TASK DIRECTIONS – From the article about the Dick Francis novels, quote the words between "Francis fans will" and "are extremely rare.", inclusive.

For more than 60 years they have been as big a part of the festive season for racing fans as Kempton’s King George VI Chase.
A Dick Francis novel in the Christmas stocking is evidence that the colourful and shady corners of the racing world have enduring fascination.
The man himself, who won the 1949 King George VI Chase on Finnure, died aged 89 in 2010 but the family business is still going strong thanks to author son Felix. His 2023 offering, No Reserve, chronicles skulduggery in the thoroughbred sales ring after young auctioneer Theo Jennings overhears a private conversation in Newmarket.
It is classic Francis, as the increasingly isolated Jennings loses his job, his home, his girlfriend and almost his life. His only hope is to solve the riddle.
Francis fans will be in a familiar territory stretching back to 1962, when Dick’s debut mystery Dead Cert saw jockey Alan York suspecting sabotage when colleague Bill Davidson died in a fall at fictional Maidenhead racecourse.
Felix Fracis (pictured) is keeping alive the legacy of his father - Dick Francis - through writing
Dick died in 2010 but his legacy has continued through his son continuing to write books
His 2023 offering, No Reserve, chronicles skulduggery in the thoroughbred sales ring
Felix says: ‘Everyone thinks racing is a lot dodgier than it is. You know, if a horse wins it’s the horse’s doing, and if it doesn’t it is the jockey’s fault. If you are a losing punter, you think the jockey is bent. There have been incidents where that is true but they are extremely rare.
‘We don’t do racing down, even though we expose a bit of the underbelly. It is testament to the way racing is run and policed that it is increasingly a young person’s sport. Places like Cheltenham are full of 20- and 30-year-olds. They wouldn’t be drawn to racing if they thought it was crooked.
‘All sorts of people say to me that a character is based on them and sometimes it’s the villain, so that shows what they think of themselves! But I love people-watching and the characters are all an amalgam of people.
‘It would be wrong for me to say the books sell as well as my father’s, but they sell well. They are still published in America and I’ve just signed a contract for them to be translated into a 39th language — Arabic.

[Dataset excerpts on object pointing]
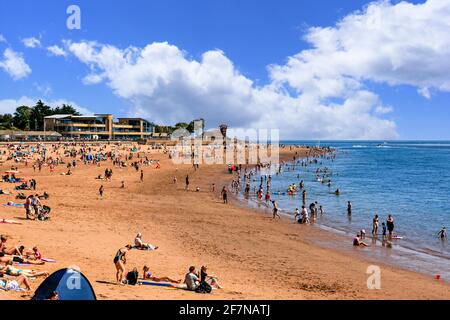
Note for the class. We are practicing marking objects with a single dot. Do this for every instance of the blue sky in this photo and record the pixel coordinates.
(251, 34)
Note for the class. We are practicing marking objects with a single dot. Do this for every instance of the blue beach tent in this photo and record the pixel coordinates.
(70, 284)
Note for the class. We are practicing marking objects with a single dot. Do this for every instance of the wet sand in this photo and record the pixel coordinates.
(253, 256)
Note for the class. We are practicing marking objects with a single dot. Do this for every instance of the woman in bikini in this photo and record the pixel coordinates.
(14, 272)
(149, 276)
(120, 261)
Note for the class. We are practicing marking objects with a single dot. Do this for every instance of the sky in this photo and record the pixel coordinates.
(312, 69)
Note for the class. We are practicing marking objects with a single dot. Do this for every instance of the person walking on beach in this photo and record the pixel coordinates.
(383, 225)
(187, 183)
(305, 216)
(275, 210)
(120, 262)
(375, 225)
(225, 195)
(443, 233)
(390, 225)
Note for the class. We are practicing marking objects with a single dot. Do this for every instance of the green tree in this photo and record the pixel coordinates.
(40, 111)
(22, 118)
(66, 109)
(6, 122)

SOLUTION TO THIS TASK –
Francis fans will be in a familiar territory stretching back to 1962, when Dick’s debut mystery Dead Cert saw jockey Alan York suspecting sabotage when colleague Bill Davidson died in a fall at fictional Maidenhead racecourse.
Felix Fracis (pictured) is keeping alive the legacy of his father - Dick Francis - through writing
Dick died in 2010 but his legacy has continued through his son continuing to write books
His 2023 offering, No Reserve, chronicles skulduggery in the thoroughbred sales ring
Felix says: ‘Everyone thinks racing is a lot dodgier than it is. You know, if a horse wins it’s the horse’s doing, and if it doesn’t it is the jockey’s fault. If you are a losing punter, you think the jockey is bent. There have been incidents where that is true but they are extremely rare.